Document segment
□ □ □ □ □

Verlinde’s entropic gravity is one of the most creative and productive ideas in the foundations of physics in the past two decades. It correctly derives Newton’s law of gravitation, Einstein’s field equations, and candidate explanations for dark energy and dark matter from the single insight that gravity is an entropic force arising from the tendency of thermodynamic systems to maximise entropy. But it leaves unanswered the questions it raises: what is the physical mechanism, what are the microscopic degrees of freedom, why does entropy increase, and why is the holographic screen a Planck-area-quantised sphere?

The McGucken Principle — dx₄/dt = ic — answers every question. The fourth dimension x₄ expands spherically from every point of spacetime at the invariant rate ic. This expansion is the physical mechanism underlying Verlinde’s entire framework:

The holographic screen is the McGucken Sphere — the surface of x₄’s spherically symmetric expansion. It is a sphere because x₄’s expansion is isotropic. Its information density is one bit per Planck area λ₈² because x₄’s oscillation is quantised at λ₈.

The entropy increase is derived — not assumed — from x₄’s irreversible spherically symmetric expansion: dS/dt = (3/2)kₛ/t > 0 always, as shown by McGucken [4]. The second law of thermodynamics is a geometric necessity of dx₄/dt = ic.

The entropy change ΔS = 2πkₛmcΔx/ℏ — which Verlinde postulates as the Bekenstein entropy bound — is derived from the Gaussian distribution of x₄’s spherically symmetric expansion evaluated at the McGucken Sphere radius.

The Unruh temperature is the temperature of x₄’s oscillatory expansion as perceived by an observer whose x₄-advance rate is modulated by their acceleration — a consequence of dx₄/dt = ic applied to a non-inertial trajectory.

The entropic force F = GMm/R² is the force of x₄’s isotropic expansion acting on a test mass displaced from its equilibrium position on the McGucken Sphere — the tendency to fall toward the region of maximum x₄-advance in the stretched spatial metric near a mass M.

The volume law entropy and dark gravity of Verlinde’s 2016 extension are the baseline entropy density of x₄’s zero-point Planck-scale oscillation distributed throughout space, and the elastic response of this baseline entropy to displacement by baryonic matter.

Verlinde showed that gravity is emergent entropy. McGucken showed what the entropy is made of: x₄ quanta — discrete spherically symmetric expansions of the fourth dimension from every point of spacetime at rate c. The holographic principle is not a conjecture — it is a theorem of dx₄/dt = ic. Gravity is not a fundamental force — it is the tendency of particles to follow paths of maximum x₄-advance in a three-dimensional universe whose spatial metric is stretched by mass. The entropic force of gravity is x₄’s expansion doing its inexorable work — carrying everything forward at rate ic, carrying three-dimensional space along with it, curving that space around every concentration of mass-energy, and in doing so producing every gravitational phenomenon from Newton’s apple to the rotation curves of galaxies.

□ □ □ □ □

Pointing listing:

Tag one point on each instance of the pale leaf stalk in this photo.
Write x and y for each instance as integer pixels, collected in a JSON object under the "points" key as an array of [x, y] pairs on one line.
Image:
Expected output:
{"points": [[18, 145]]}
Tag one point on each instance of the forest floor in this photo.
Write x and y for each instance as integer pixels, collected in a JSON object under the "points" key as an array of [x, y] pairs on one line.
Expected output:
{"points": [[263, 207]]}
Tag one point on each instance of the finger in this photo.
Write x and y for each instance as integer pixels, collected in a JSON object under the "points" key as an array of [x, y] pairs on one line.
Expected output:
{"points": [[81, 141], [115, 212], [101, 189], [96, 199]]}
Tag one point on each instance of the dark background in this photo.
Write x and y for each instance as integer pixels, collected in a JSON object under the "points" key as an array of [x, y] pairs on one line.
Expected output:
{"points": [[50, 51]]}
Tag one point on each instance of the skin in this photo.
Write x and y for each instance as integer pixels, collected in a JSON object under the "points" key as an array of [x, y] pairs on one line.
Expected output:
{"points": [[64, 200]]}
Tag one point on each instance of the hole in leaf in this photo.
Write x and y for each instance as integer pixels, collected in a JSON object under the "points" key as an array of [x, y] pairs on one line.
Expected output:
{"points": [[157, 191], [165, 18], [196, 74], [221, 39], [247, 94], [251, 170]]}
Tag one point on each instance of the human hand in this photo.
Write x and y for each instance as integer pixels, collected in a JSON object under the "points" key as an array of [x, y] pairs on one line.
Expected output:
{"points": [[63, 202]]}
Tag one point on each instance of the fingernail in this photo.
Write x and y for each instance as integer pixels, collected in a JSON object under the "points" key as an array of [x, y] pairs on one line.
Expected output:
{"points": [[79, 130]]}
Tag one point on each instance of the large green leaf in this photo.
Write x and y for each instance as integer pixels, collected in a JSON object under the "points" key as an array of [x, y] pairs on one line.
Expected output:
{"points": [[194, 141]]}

□ □ □ □ □

Your tasks
1. Summarize the passage on entropic gravity in two sentences.
2. Please extend the passage on entropic gravity with new text that follows on from its last sentence.
The listing is separate material from the passage on entropic gravity.

Task-by-task outputs
1. Verlinde's entropic gravity derives Newton's law of gravitation, Einstein's field equations, and candidate explanations for dark energy and dark matter from the idea that gravity is an entropic force, but it leaves open questions such as the physical mechanism and the microscopic degrees of freedom. The passage holds that the McGucken Principle, dx₄/dt = ic, answers these questions, with the spherical expansion of the fourth dimension at rate ic accounting for the holographic screen, the increase of entropy, the Unruh temperature, the entropic force, and the volume law entropy and dark gravity of Verlinde's 2016 extension.

2.
A Historical Note on Moving Dimensions Theory and Light Time Dimension Theory (2004–2026)

The McGucken Principle — dx₄/dt = ic — and the physical programme of Light Time Dimension Theory (LTD Theory) have a history spanning more than two decades, originating in Dr. McGucken’s work at Princeton University under the supervision of the late John Archibald Wheeler (Joseph Henry Professor of Physics, Princeton; originator of the term “black hole” and the concept “It from Bit”), who wrote of McGucken: “More intellectual curiosity, versatility and yen for physics than Elliot McGucken’s I have never seen in any senior or graduate student. Originality, powerful motivation, and a can-do spirit make me think that McGucken is a top bet.”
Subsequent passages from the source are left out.